- _Passage shown_
..........
CUDA OOM error when using Llama converted weights, but not repository weights #31648

matthewclso · 2024-06-26T22:05:43Z

System Info

transformers version: 4.41.2
Platform: Linux-6.5.0-1020-aws-x86_64-with-glibc2.35
Python version: 3.11.5
Huggingface_hub version: 0.23.4
Safetensors version: 0.4.3
Accelerate version: 0.31.0
Accelerate config: not found
PyTorch version (GPU?): 2.3.1+cu121 (True)
Tensorflow version (GPU?): not installed (NA)
Flax version (CPU?/GPU?/TPU?): not installed (NA)
Jax version: not installed
JaxLib version: not installed
Using GPU in script?: 8x L4 GPUs
Using distributed or parallel set-up in script?: DeepSpeed (ZeRO not enabled)

Who can help?

No response

Information

The official example scripts
My own modified scripts

Tasks

An officially supported task in the examples folder (such as GLUE/SQuAD, ...)
My own task or dataset (give details below)
..........
- _Data supplied_
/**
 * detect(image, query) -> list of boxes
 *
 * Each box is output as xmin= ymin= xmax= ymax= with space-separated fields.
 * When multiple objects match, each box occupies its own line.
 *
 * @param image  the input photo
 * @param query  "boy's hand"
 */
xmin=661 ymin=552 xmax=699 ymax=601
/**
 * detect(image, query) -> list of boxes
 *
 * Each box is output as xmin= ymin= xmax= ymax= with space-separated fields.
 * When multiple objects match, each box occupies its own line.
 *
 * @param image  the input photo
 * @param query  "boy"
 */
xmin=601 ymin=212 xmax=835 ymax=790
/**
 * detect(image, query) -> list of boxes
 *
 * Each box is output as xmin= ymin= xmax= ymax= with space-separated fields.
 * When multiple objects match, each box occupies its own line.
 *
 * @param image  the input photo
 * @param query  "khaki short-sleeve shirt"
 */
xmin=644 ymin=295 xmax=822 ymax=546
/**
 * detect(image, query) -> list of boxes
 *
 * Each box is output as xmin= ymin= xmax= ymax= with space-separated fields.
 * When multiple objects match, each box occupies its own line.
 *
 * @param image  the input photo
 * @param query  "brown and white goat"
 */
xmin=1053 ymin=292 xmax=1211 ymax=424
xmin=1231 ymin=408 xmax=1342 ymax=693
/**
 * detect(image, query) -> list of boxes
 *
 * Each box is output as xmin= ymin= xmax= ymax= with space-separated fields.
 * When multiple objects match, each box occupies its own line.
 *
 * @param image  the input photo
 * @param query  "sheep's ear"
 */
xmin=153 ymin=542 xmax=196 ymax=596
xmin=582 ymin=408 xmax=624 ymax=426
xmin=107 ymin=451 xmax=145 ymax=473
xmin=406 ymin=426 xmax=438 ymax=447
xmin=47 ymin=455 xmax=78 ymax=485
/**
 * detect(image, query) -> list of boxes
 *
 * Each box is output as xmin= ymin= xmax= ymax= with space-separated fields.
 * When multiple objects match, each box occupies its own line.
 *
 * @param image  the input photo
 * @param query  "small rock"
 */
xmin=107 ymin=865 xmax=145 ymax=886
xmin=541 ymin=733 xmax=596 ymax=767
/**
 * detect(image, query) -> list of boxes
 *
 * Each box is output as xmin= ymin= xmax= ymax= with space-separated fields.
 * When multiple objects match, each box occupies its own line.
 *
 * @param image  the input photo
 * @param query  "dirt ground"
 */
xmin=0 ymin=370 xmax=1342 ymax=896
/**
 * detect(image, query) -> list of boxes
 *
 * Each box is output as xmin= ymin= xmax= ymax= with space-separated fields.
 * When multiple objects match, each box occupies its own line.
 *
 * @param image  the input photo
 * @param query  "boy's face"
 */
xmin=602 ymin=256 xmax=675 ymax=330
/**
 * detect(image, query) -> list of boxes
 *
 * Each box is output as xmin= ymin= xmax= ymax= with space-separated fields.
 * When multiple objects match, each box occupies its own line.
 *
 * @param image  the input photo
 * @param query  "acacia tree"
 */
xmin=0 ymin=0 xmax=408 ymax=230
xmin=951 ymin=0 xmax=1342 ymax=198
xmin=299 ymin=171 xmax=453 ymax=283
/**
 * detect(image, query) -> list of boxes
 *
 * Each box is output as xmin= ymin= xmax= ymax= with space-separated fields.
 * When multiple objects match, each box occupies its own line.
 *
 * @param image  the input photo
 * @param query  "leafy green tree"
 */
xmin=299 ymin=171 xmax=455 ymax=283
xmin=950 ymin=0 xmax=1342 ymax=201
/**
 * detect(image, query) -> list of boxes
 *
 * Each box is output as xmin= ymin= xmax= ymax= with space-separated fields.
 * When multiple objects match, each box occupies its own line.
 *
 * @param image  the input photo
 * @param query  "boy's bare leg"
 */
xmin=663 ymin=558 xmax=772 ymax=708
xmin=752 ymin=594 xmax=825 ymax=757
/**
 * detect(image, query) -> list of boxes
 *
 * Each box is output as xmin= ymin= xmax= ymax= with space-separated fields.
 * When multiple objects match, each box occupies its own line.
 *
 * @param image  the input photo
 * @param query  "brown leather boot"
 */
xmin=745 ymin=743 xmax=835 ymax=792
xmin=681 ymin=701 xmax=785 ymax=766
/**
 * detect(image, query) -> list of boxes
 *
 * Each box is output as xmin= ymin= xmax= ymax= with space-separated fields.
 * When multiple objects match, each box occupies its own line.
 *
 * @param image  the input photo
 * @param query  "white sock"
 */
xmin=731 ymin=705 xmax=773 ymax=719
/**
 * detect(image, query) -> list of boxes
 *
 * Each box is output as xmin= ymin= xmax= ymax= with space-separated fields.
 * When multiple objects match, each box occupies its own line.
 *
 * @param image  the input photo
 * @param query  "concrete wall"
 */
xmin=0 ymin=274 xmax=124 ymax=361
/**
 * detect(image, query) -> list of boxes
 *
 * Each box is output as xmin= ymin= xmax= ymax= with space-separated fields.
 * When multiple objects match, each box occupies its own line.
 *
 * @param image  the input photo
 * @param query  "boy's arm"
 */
..........
- _Aim_
Reproduce the part of the CUDA OOM issue that runs from "transformers version: 4.41.2" to "(GPU?): not installed (NA)", word for word.

- _Solution to the exercise_
transformers version: 4.41.2
Platform: Linux-6.5.0-1020-aws-x86_64-with-glibc2.35
Python version: 3.11.5
Huggingface_hub version: 0.23.4
Safetensors version: 0.4.3
Accelerate version: 0.31.0
Accelerate config: not found
PyTorch version (GPU?): 2.3.1+cu121 (True)
Tensorflow version (GPU?): not installed (NA)